* _Задание 1_
Подсчитайте строки записей, где встречается слово «walkway» с учетом регистра. В ответе укажите только число.

* _Отрывок текста_
1. Непосредственные суждения, в которых субъект и предикат оказываются согласными между собой помимо всякого дальнейшего посредства, сами по себе не доводят до сознания различий между просто возможным и необходимым утверждением. Они выполняются соответственно основоположению согласия с уверенностью, не ведающей никакой рефлексии. Но там, где опосредствованный (синтетический) акт суждения подготовляется тем, что или извне, благодаря вопросу и утверждению других, или изнутри, благодаря психологическим комбинациям, образуются представления о синтезах определенных субъектов с определенными предикатами, которые еще не заключаются в имеющемся налицо представлении субъекта, и где для сознания объективной значимости нет основания выполнить эти синтезы; где следовательно, представление о синтезе как бы висит в воздухе в виде вопроса или предположения и лишь ищет еще известного решения, которое подтверждает предикат или отвергает его, – там суждение представляется как возможное. А это означает, что для мыслящего в этот момент не необходимо ни действительно выполнить суждение, ни отрицать его. Чтобы иметь краткое обозначение, назовем представленное просто возможным, но еще не выполненное суждение «А есть В» – гипотезой «А есть В». В таком случае чистейшим выражением этой стадии между синтезом и суждением является вопрос, который становится настоящим вопросом лишь тогда, когда он еще ждет «да» или «нет» (ибо там, где он ставится лишь для того, чтобы испытать кого-либо другого относительно уже решенного, – там он является не действительным вопросом, но повелением). Но в то время как вопрос выражает стадию первой концепции гипотезы, которая ищет решения, – за ним следует, если он не находит этого последнего ни в утвердительном, ни в отрицательном смысле, сознание нерешительности, колебания, и это выражается в формулах «А есть, быть может, В», «А не есть, быть может, В». (Часто употребляемая формула «А может быть В» двусмысленна и ведет к ошибкам, ибо она выражает как объективную возможность, так и субъективное колебание.) Эта форма высказывания отличается, следовательно, от вопроса лишь тем, что она дает выражение сознанию, что вопроса нельзя решить. В то время как в вопросе еще кроется желание найти решение, эта форма означает резиньяцию, отречение, которое должно пребывать в неизвестности, в сомнении. Но в существенном оба раза разумеется одно и то же – синтез без решения относительно его значимости.

* _Задание 2_
Как в отрывке о суждениях предлагается кратко называть суждение «А есть В», которое представлено как просто возможное, но еще не выполнено?

* _Исходные записи_
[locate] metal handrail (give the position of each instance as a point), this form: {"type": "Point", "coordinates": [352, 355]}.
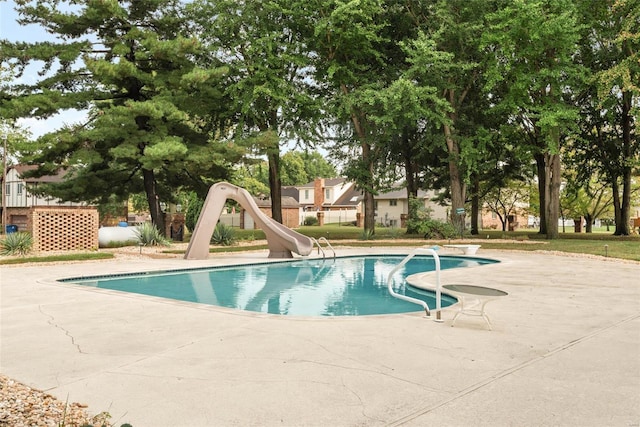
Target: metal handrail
{"type": "Point", "coordinates": [319, 247]}
{"type": "Point", "coordinates": [424, 305]}
{"type": "Point", "coordinates": [324, 239]}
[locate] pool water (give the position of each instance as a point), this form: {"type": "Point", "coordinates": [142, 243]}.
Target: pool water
{"type": "Point", "coordinates": [345, 286]}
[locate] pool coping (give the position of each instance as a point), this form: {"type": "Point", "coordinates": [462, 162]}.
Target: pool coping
{"type": "Point", "coordinates": [148, 362]}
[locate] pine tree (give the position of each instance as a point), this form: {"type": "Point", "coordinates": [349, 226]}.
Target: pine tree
{"type": "Point", "coordinates": [152, 113]}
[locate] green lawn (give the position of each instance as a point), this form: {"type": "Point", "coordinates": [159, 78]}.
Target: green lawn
{"type": "Point", "coordinates": [601, 244]}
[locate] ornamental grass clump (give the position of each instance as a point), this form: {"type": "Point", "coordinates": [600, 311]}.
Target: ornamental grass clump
{"type": "Point", "coordinates": [19, 243]}
{"type": "Point", "coordinates": [223, 235]}
{"type": "Point", "coordinates": [149, 235]}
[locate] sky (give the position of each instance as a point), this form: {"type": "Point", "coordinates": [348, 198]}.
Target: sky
{"type": "Point", "coordinates": [12, 31]}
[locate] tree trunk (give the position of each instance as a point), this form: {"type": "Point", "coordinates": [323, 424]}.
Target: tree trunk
{"type": "Point", "coordinates": [589, 220]}
{"type": "Point", "coordinates": [458, 188]}
{"type": "Point", "coordinates": [275, 185]}
{"type": "Point", "coordinates": [552, 196]}
{"type": "Point", "coordinates": [542, 189]}
{"type": "Point", "coordinates": [617, 211]}
{"type": "Point", "coordinates": [410, 168]}
{"type": "Point", "coordinates": [157, 216]}
{"type": "Point", "coordinates": [623, 227]}
{"type": "Point", "coordinates": [475, 206]}
{"type": "Point", "coordinates": [369, 203]}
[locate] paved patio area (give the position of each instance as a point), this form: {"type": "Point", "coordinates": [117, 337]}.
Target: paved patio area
{"type": "Point", "coordinates": [564, 351]}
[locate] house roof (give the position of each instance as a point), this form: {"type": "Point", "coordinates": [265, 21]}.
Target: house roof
{"type": "Point", "coordinates": [399, 194]}
{"type": "Point", "coordinates": [287, 202]}
{"type": "Point", "coordinates": [351, 197]}
{"type": "Point", "coordinates": [328, 182]}
{"type": "Point", "coordinates": [291, 191]}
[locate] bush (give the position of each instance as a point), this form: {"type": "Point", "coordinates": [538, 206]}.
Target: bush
{"type": "Point", "coordinates": [19, 243]}
{"type": "Point", "coordinates": [434, 229]}
{"type": "Point", "coordinates": [223, 235]}
{"type": "Point", "coordinates": [194, 206]}
{"type": "Point", "coordinates": [310, 220]}
{"type": "Point", "coordinates": [367, 235]}
{"type": "Point", "coordinates": [149, 235]}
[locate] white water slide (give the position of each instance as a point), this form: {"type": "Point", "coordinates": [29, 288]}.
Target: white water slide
{"type": "Point", "coordinates": [281, 239]}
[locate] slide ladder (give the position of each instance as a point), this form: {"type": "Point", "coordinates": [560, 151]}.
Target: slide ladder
{"type": "Point", "coordinates": [390, 282]}
{"type": "Point", "coordinates": [280, 239]}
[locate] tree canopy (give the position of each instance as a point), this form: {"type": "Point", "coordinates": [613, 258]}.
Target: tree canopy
{"type": "Point", "coordinates": [457, 95]}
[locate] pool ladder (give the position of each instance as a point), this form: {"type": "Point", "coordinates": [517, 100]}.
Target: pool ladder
{"type": "Point", "coordinates": [320, 249]}
{"type": "Point", "coordinates": [390, 282]}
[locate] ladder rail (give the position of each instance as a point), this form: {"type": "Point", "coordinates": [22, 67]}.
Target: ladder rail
{"type": "Point", "coordinates": [325, 240]}
{"type": "Point", "coordinates": [390, 282]}
{"type": "Point", "coordinates": [321, 249]}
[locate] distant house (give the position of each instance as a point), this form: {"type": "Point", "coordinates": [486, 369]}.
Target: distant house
{"type": "Point", "coordinates": [53, 224]}
{"type": "Point", "coordinates": [341, 201]}
{"type": "Point", "coordinates": [392, 207]}
{"type": "Point", "coordinates": [20, 197]}
{"type": "Point", "coordinates": [326, 194]}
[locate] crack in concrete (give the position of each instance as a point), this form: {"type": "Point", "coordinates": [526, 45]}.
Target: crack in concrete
{"type": "Point", "coordinates": [51, 321]}
{"type": "Point", "coordinates": [506, 372]}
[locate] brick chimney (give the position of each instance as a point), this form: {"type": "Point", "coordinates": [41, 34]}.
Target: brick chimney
{"type": "Point", "coordinates": [318, 193]}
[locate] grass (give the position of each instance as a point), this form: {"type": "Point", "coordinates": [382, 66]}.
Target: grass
{"type": "Point", "coordinates": [600, 244]}
{"type": "Point", "coordinates": [59, 258]}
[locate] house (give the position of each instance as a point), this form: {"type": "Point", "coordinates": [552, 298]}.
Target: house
{"type": "Point", "coordinates": [53, 224]}
{"type": "Point", "coordinates": [340, 201]}
{"type": "Point", "coordinates": [392, 207]}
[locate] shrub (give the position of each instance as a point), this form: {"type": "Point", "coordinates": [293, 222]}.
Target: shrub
{"type": "Point", "coordinates": [149, 235]}
{"type": "Point", "coordinates": [434, 229]}
{"type": "Point", "coordinates": [223, 235]}
{"type": "Point", "coordinates": [19, 243]}
{"type": "Point", "coordinates": [194, 206]}
{"type": "Point", "coordinates": [366, 235]}
{"type": "Point", "coordinates": [310, 220]}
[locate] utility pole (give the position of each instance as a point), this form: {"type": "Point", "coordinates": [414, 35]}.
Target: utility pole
{"type": "Point", "coordinates": [4, 184]}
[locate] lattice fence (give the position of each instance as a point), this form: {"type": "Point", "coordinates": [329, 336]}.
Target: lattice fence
{"type": "Point", "coordinates": [62, 229]}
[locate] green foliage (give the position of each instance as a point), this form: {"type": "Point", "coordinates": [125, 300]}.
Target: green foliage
{"type": "Point", "coordinates": [192, 213]}
{"type": "Point", "coordinates": [367, 235]}
{"type": "Point", "coordinates": [149, 235]}
{"type": "Point", "coordinates": [435, 229]}
{"type": "Point", "coordinates": [60, 258]}
{"type": "Point", "coordinates": [418, 214]}
{"type": "Point", "coordinates": [19, 243]}
{"type": "Point", "coordinates": [223, 235]}
{"type": "Point", "coordinates": [310, 220]}
{"type": "Point", "coordinates": [420, 222]}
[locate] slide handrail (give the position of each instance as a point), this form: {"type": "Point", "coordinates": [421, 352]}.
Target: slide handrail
{"type": "Point", "coordinates": [424, 305]}
{"type": "Point", "coordinates": [324, 239]}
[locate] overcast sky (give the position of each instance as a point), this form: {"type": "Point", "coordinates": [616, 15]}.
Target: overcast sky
{"type": "Point", "coordinates": [12, 31]}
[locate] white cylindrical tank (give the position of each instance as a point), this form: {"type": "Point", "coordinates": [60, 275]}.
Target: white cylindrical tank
{"type": "Point", "coordinates": [107, 235]}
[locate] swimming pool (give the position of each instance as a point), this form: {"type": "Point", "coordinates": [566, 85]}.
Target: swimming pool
{"type": "Point", "coordinates": [344, 286]}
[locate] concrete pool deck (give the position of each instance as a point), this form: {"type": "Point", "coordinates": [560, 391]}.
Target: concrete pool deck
{"type": "Point", "coordinates": [564, 351]}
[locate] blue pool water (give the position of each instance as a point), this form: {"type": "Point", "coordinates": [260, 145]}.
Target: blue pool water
{"type": "Point", "coordinates": [346, 286]}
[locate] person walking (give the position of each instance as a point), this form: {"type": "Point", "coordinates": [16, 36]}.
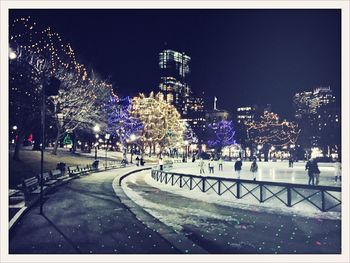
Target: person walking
{"type": "Point", "coordinates": [254, 169]}
{"type": "Point", "coordinates": [291, 161]}
{"type": "Point", "coordinates": [211, 166]}
{"type": "Point", "coordinates": [160, 163]}
{"type": "Point", "coordinates": [193, 158]}
{"type": "Point", "coordinates": [220, 162]}
{"type": "Point", "coordinates": [309, 168]}
{"type": "Point", "coordinates": [337, 171]}
{"type": "Point", "coordinates": [201, 166]}
{"type": "Point", "coordinates": [238, 167]}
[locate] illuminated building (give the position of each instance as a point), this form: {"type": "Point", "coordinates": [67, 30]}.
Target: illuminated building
{"type": "Point", "coordinates": [318, 116]}
{"type": "Point", "coordinates": [174, 72]}
{"type": "Point", "coordinates": [174, 85]}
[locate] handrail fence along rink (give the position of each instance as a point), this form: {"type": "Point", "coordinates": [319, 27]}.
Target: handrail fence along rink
{"type": "Point", "coordinates": [323, 198]}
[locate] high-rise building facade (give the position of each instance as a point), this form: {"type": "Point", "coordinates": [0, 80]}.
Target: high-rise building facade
{"type": "Point", "coordinates": [318, 116]}
{"type": "Point", "coordinates": [174, 79]}
{"type": "Point", "coordinates": [174, 84]}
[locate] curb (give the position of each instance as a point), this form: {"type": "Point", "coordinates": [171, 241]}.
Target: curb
{"type": "Point", "coordinates": [179, 241]}
{"type": "Point", "coordinates": [18, 216]}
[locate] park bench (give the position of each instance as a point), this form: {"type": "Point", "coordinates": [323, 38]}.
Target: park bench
{"type": "Point", "coordinates": [31, 185]}
{"type": "Point", "coordinates": [56, 174]}
{"type": "Point", "coordinates": [84, 170]}
{"type": "Point", "coordinates": [74, 171]}
{"type": "Point", "coordinates": [16, 198]}
{"type": "Point", "coordinates": [48, 180]}
{"type": "Point", "coordinates": [113, 164]}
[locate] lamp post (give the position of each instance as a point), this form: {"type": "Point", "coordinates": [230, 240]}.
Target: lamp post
{"type": "Point", "coordinates": [96, 130]}
{"type": "Point", "coordinates": [40, 65]}
{"type": "Point", "coordinates": [186, 145]}
{"type": "Point", "coordinates": [107, 136]}
{"type": "Point", "coordinates": [132, 139]}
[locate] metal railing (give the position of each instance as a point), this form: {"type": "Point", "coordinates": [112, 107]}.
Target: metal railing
{"type": "Point", "coordinates": [321, 197]}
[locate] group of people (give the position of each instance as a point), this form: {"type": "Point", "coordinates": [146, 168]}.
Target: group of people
{"type": "Point", "coordinates": [237, 167]}
{"type": "Point", "coordinates": [140, 161]}
{"type": "Point", "coordinates": [311, 166]}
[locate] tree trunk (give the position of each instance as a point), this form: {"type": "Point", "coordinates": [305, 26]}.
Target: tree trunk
{"type": "Point", "coordinates": [37, 140]}
{"type": "Point", "coordinates": [75, 139]}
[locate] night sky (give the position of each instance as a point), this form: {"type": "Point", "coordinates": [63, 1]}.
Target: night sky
{"type": "Point", "coordinates": [241, 56]}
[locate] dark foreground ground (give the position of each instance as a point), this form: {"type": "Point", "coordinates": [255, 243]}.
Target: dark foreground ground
{"type": "Point", "coordinates": [85, 216]}
{"type": "Point", "coordinates": [221, 229]}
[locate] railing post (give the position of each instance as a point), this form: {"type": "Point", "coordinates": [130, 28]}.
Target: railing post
{"type": "Point", "coordinates": [262, 193]}
{"type": "Point", "coordinates": [323, 201]}
{"type": "Point", "coordinates": [238, 190]}
{"type": "Point", "coordinates": [289, 197]}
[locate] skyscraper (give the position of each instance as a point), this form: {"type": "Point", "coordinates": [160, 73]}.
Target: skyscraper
{"type": "Point", "coordinates": [318, 116]}
{"type": "Point", "coordinates": [174, 72]}
{"type": "Point", "coordinates": [174, 84]}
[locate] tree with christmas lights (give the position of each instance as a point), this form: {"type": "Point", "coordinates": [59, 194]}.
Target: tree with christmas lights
{"type": "Point", "coordinates": [270, 131]}
{"type": "Point", "coordinates": [120, 121]}
{"type": "Point", "coordinates": [80, 98]}
{"type": "Point", "coordinates": [162, 125]}
{"type": "Point", "coordinates": [221, 134]}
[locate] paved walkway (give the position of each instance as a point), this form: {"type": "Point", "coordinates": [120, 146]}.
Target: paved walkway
{"type": "Point", "coordinates": [218, 228]}
{"type": "Point", "coordinates": [85, 216]}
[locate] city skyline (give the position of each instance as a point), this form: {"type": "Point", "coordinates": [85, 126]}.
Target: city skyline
{"type": "Point", "coordinates": [265, 63]}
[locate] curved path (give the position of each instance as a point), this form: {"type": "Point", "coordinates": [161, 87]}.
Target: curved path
{"type": "Point", "coordinates": [85, 216]}
{"type": "Point", "coordinates": [222, 229]}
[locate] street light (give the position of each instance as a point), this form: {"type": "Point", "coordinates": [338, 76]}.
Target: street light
{"type": "Point", "coordinates": [12, 54]}
{"type": "Point", "coordinates": [96, 130]}
{"type": "Point", "coordinates": [107, 136]}
{"type": "Point", "coordinates": [186, 145]}
{"type": "Point", "coordinates": [133, 137]}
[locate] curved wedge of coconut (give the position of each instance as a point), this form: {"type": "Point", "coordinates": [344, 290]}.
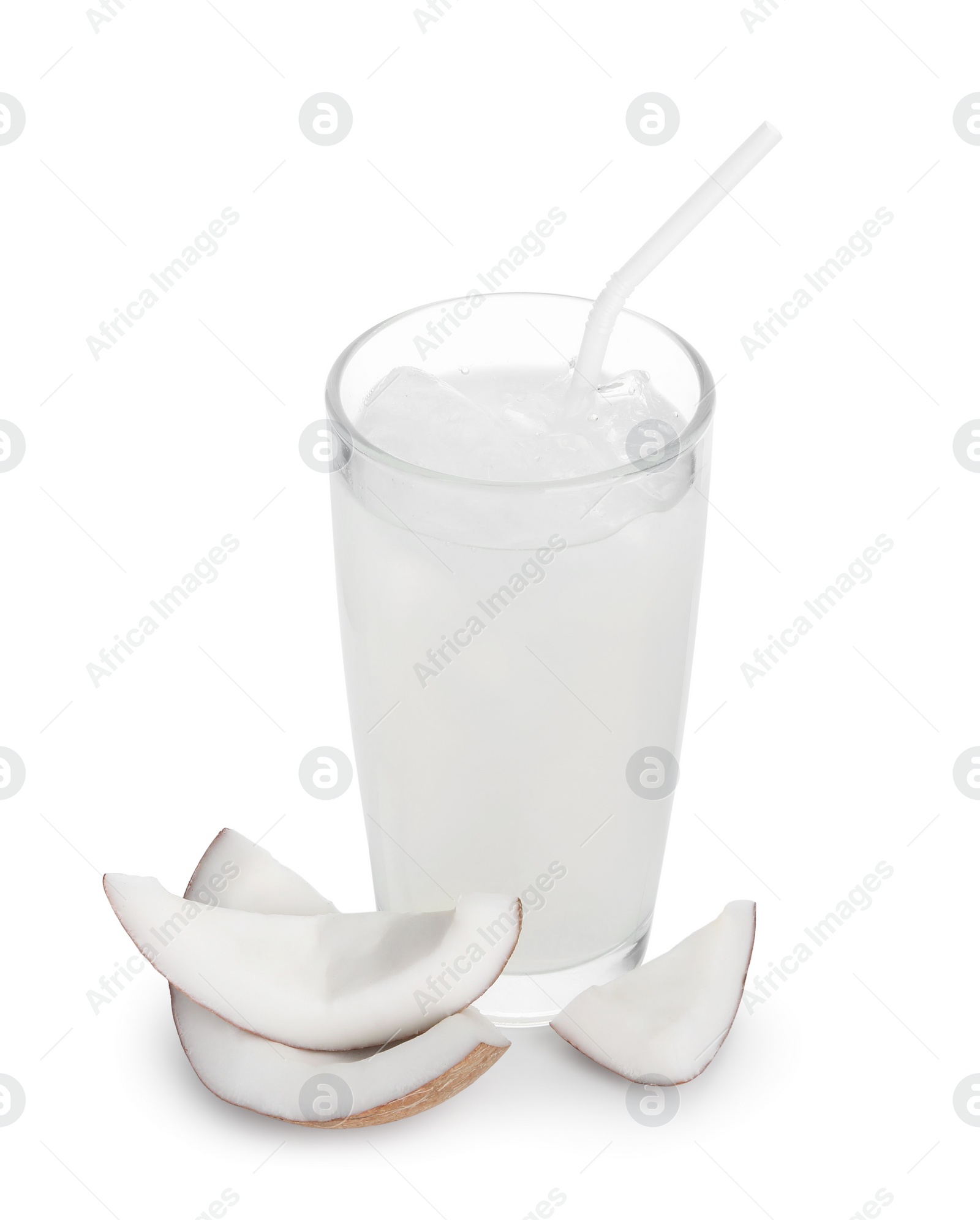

* _Ответ 1_
2

* _Ответ 2_
Гипотезой «А есть В».